## Material for this task

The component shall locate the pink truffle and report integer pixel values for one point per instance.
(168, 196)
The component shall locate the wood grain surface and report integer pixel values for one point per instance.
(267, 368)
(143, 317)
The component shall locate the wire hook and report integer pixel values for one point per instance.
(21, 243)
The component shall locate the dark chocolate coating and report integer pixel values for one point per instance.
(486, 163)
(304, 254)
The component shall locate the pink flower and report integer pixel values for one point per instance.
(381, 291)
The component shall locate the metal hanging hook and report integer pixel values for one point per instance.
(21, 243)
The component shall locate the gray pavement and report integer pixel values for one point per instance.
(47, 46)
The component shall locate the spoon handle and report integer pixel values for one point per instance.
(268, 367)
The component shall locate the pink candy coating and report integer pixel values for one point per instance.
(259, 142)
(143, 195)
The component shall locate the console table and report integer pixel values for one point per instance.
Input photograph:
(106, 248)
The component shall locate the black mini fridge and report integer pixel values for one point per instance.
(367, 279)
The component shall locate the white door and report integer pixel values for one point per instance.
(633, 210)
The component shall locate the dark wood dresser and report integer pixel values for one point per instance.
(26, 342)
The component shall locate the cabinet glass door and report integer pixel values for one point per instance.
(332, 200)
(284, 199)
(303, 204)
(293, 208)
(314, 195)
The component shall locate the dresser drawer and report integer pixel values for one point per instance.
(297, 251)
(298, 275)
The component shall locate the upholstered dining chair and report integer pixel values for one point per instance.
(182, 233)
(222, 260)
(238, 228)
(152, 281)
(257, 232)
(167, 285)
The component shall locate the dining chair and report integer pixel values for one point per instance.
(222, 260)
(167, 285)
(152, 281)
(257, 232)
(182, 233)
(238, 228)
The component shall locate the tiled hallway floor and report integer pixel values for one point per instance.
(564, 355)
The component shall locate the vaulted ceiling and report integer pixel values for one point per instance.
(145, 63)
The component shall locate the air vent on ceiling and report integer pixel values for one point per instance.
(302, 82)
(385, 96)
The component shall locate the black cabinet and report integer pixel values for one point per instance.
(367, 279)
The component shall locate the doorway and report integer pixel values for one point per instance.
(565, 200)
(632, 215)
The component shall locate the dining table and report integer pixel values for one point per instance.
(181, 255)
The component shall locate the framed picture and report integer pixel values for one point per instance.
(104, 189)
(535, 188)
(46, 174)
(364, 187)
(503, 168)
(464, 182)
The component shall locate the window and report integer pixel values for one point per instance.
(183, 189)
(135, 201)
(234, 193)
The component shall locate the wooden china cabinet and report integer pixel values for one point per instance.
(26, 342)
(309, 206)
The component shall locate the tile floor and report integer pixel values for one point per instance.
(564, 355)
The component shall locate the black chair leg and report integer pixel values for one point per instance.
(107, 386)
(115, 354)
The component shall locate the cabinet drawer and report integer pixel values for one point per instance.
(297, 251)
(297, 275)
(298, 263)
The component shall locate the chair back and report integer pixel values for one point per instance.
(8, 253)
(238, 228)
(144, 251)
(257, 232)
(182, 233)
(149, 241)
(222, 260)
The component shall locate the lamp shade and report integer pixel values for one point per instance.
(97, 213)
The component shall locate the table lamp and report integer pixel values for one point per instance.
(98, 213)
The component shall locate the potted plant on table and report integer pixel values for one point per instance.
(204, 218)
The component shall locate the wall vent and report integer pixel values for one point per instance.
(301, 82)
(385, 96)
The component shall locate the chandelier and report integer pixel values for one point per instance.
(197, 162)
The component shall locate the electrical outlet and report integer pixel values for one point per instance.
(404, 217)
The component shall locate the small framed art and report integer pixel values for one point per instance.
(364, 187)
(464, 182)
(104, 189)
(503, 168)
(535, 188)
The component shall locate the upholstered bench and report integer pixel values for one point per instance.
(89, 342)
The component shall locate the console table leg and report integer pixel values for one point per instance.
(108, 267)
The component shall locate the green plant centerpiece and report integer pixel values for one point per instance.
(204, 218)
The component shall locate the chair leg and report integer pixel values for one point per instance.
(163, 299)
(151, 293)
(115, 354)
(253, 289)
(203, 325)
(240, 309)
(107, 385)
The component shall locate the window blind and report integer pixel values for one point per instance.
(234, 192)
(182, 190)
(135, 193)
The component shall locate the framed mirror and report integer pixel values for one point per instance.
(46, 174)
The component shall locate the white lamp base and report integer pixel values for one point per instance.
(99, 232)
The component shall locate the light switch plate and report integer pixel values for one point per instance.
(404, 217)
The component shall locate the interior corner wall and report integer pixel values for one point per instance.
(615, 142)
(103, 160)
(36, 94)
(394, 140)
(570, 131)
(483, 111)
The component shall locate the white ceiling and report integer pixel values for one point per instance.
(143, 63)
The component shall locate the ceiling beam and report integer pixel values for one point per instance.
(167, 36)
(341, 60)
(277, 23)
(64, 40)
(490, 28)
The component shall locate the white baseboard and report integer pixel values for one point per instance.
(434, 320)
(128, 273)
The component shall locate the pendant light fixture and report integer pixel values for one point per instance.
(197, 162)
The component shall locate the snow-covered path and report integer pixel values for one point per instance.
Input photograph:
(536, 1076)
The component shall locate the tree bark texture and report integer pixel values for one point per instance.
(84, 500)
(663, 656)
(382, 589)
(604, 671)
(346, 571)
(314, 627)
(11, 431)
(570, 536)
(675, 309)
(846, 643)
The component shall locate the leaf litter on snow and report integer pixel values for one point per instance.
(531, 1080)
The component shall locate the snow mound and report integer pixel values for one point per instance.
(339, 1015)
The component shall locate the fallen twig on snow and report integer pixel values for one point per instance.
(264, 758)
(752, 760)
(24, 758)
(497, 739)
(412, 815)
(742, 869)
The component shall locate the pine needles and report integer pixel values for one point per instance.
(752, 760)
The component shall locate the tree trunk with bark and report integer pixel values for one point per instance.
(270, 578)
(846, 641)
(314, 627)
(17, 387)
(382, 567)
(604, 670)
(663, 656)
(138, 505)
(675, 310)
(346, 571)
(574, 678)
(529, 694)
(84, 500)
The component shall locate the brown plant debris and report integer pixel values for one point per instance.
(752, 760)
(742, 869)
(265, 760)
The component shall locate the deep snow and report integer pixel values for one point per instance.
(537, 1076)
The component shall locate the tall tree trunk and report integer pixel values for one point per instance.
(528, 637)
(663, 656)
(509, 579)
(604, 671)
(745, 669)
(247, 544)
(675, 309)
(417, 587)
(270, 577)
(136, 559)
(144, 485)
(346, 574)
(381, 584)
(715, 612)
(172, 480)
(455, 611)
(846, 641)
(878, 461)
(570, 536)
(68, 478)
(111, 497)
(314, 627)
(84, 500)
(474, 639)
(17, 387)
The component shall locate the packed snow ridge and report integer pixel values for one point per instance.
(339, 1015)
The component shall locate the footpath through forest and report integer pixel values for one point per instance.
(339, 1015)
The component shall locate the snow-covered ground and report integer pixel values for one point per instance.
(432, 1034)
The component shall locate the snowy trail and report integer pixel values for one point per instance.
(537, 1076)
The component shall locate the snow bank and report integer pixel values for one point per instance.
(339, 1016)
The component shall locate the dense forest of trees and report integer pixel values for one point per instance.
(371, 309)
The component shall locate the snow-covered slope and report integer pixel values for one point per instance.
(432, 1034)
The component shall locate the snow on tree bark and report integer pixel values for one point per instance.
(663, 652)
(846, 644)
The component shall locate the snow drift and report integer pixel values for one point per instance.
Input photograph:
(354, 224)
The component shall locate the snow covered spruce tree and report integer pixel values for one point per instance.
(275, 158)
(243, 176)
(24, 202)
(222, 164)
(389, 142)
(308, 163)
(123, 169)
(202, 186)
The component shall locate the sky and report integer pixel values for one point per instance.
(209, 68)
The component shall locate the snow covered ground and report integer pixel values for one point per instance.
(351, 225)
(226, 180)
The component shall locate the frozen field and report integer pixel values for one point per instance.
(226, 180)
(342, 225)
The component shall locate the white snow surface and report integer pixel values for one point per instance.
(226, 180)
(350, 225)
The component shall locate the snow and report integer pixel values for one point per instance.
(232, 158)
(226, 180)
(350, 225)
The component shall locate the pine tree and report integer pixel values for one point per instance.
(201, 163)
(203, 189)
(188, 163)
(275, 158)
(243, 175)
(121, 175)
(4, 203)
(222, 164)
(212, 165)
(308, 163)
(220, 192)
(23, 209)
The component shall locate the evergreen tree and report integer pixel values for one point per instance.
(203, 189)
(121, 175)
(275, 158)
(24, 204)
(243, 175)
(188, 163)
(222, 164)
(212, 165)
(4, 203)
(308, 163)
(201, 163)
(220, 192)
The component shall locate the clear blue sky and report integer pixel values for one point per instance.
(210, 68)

## Exercise directions
In the listing above, find the line with "The component shall locate the sky", then copy it and every later line exactly, through the last line, and nothing else.

## Result of this task
The component shall locate the sky and report integer pixel values for one point per instance.
(209, 68)
The component shall locate the snow covered ground and report integer pixel values for one point per instance.
(351, 225)
(226, 180)
The component shall locate the frozen field and report integer pixel values for one point per instance.
(226, 180)
(342, 225)
The component shall locate the white snow surface and report integer pixel values for one point per instance.
(226, 180)
(350, 225)
The component shall locate the snow and report integer pixel values for one point per instance.
(232, 158)
(226, 180)
(350, 225)
The component shall locate the pine tree and report integer pixel values for one point per instance.
(201, 163)
(203, 189)
(188, 163)
(275, 158)
(243, 175)
(121, 175)
(4, 203)
(222, 164)
(212, 165)
(308, 163)
(220, 192)
(23, 209)
The component shall locate the evergreen tree and report integer pixel values for one point per instance.
(203, 189)
(121, 175)
(275, 158)
(24, 204)
(243, 175)
(188, 163)
(222, 164)
(212, 165)
(4, 203)
(308, 163)
(201, 163)
(220, 192)
The component shall locate the clear blue sky and report integer pixel values for one point per instance.
(210, 68)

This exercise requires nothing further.